- [PROBLEMS TO WORK ON]:
1: Rewrite the stretch from "Little by little, I" through "would still continue." in the account of returning to the Catholic Church, changing "disposition" to "temperament".
2: Go on with the account of returning to the Catholic Church, starting after its final sentence.

- [SUPPLIED PASSAGE]:
Little by little, I noticed my disposition changing, as my friends peculiarly remarked that I had more energy (I saw it as a compliment since I’m more introverted), while inwardly I noticed God’s presence more active in my life. By the next summer, I was sure that I wanted to return to the Catholic Church. However, I was uneasy with the idea of leaving my Protestant church, more specifically the relationships I had built there. In prayer I turned to God, asking for the blessings of a smooth transition, but I realized in that prayer that God had already blessed me with a good life, and so the prayer changed to one of trust. In Job’s life He gave and took away, yet Job still blessed His Name (Job 1:21), and so I prayed that if He would continue to provide good things, then I would thank Him, and if He were to take away good things, then the song of thanksgiving would still continue.
Soon after, I was placed in an SAT/ACT prep class at Haynes, and I saw it as my ticket out - if I could get my scores high enough, I could move far away and let nobody know that I’d be converting back! In the midst of this, I started to make new friends at my school with classmates I’d never have previously. Things were picking up, and I thanked God for it. Yet no sooner had these things come into my life, they went away - I didn’t score as high as I wanted in my tests, and I was starting to lose my old friends. But even as He took away, I continued to thank Him. Suddenly, for the first time in four or five years, I started to have thoughts of becoming a priest… and I knew it was finally time to come back into the Catholic Church.

[Referring-expression pointing data]
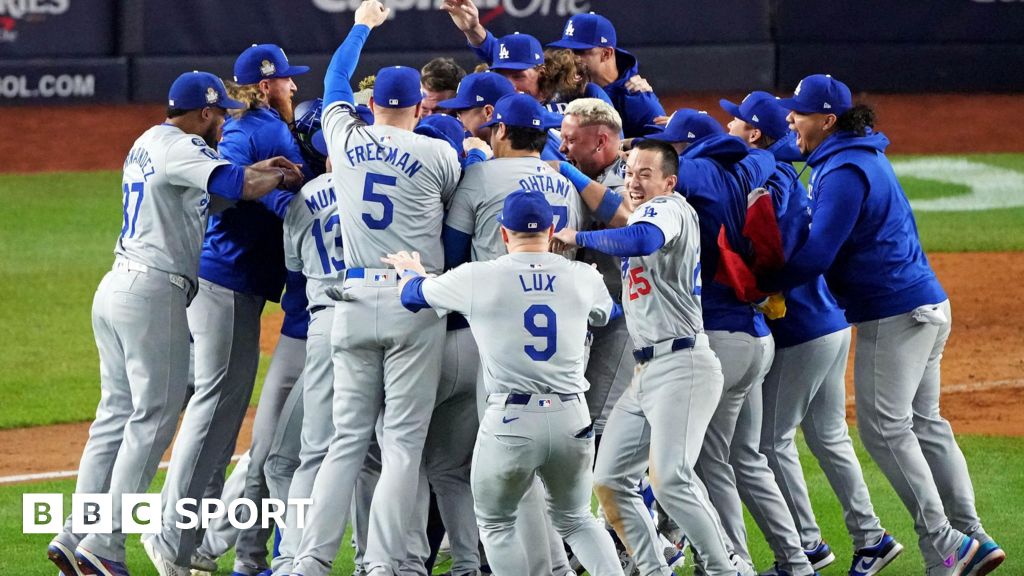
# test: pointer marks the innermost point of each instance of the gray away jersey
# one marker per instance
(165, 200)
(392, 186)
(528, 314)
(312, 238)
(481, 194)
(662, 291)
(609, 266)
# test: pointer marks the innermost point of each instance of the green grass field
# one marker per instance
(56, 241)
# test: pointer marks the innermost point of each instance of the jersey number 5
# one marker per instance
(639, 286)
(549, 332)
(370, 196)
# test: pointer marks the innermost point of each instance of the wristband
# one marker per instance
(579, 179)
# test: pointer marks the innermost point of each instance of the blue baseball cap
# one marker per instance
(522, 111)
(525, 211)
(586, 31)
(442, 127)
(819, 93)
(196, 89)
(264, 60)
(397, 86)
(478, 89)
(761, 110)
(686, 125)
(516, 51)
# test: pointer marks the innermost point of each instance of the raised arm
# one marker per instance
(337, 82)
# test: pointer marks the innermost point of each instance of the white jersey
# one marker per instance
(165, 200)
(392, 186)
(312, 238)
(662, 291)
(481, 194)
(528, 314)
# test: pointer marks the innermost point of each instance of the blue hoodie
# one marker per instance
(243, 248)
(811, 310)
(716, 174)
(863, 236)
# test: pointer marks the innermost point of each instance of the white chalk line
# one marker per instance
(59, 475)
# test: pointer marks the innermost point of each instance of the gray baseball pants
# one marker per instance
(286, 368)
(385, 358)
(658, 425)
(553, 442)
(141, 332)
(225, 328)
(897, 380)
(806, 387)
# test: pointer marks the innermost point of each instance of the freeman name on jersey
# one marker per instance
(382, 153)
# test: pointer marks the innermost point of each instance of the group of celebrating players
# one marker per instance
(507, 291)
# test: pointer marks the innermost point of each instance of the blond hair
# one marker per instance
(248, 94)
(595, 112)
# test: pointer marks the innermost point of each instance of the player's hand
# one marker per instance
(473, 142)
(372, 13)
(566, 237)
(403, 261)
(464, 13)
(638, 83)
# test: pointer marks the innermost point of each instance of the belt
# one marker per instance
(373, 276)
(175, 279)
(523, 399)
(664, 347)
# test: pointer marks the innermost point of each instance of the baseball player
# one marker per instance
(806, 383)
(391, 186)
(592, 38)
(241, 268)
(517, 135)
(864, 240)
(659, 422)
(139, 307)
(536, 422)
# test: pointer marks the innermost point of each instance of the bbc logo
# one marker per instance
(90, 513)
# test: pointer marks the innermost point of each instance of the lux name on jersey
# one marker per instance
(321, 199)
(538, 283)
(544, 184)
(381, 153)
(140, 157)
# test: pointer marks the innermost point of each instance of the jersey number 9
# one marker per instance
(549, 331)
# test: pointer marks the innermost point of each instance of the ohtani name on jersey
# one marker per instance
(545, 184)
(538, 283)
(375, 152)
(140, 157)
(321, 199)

--

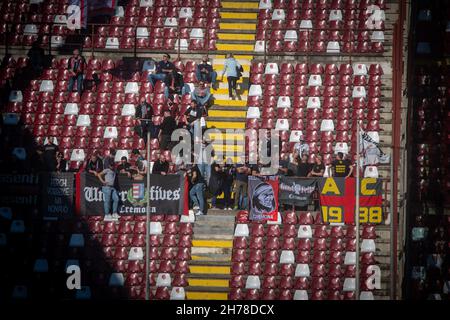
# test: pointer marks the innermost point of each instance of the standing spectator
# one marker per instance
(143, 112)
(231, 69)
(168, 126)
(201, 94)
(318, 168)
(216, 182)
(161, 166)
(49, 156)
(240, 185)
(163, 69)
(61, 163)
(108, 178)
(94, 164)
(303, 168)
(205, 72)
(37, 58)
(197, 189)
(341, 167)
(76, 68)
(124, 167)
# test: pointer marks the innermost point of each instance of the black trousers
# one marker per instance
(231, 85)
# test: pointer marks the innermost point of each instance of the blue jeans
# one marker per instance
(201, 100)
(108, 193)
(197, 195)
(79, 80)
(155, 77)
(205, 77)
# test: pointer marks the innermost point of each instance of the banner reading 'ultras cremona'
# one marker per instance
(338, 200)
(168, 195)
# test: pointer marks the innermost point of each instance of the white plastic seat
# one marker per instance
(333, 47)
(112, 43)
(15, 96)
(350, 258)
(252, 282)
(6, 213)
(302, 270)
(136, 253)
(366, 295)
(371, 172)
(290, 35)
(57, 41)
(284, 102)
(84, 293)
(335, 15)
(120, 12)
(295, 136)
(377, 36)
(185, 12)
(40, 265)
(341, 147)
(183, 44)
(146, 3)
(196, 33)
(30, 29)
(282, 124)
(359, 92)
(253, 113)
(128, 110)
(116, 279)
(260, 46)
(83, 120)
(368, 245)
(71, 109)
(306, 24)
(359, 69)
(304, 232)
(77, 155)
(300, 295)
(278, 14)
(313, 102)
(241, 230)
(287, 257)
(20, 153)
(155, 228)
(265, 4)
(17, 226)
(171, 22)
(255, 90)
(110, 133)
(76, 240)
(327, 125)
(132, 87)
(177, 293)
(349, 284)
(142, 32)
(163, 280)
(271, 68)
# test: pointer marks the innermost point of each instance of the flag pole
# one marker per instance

- [RESPONSES PER TASK]:
1:
Little by little, I noticed my temperament changing, as my friends peculiarly remarked that I had more energy (I saw it as a compliment since I’m more introverted), while inwardly I noticed God’s presence more active in my life. By the next summer, I was sure that I wanted to return to the Catholic Church. However, I was uneasy with the idea of leaving my Protestant church, more specifically the relationships I had built there. In prayer I turned to God, asking for the blessings of a smooth transition, but I realized in that prayer that God had already blessed me with a good life, and so the prayer changed to one of trust. In Job’s life He gave and took away, yet Job still blessed His Name (Job 1:21), and so I prayed that if He would continue to provide good things, then I would thank Him, and if He were to take away good things, then the song of thanksgiving would still continue.

2:
Attending Mass again was joined with healing in my relationships with my friends and even some of my family, while the thoughts about priesthood only grew stronger. For the first time in my life, I had no anxieties for the future, and instead I focused on building an actual relationship with Christ. Suddenly most of what I deemed important for my life faded from my view; I still chose to be active in my extracurriculars at Haynes, but these became second-rate to me. I might be biased by my recent experience as a high school student, but teens definitely have a lot of undue stress put on them, especially in deciding what their future will be and building their resumes for college all in just a couple of years. Surely, these are highly important things to consider, yet at an advanced studies academy, the expectation can become controlling. Most of my friends were (figuratively) pulling their hair out to reach the deadlines for application essays; meanwhile, I began to go to the adoration chapel at St. Catherine of Siena across the street each day, growing in the desire to keep Christ in the center of my life and discerning the decision to enter the seminary instead of university, trusting that even if He isn’t calling me to be a priest, I would grow further in trust of His ways.
Now two years into my seminary formation, I still can never truly expect what will happen next. Even during my sophomore year at St. Joseph Seminary College, with my parents divorcing, one of my closest friends having to leave formation due to complications after an eye removal surgery, and the Covid-19 pandemic, there’s no assurance that God only gives us good things. Instead, it’s Faith that is the assurance of what we hope for - our expectations - the conviction of what we can’t see (Hebrews 11:1), and through it I have only to trust Him all the more.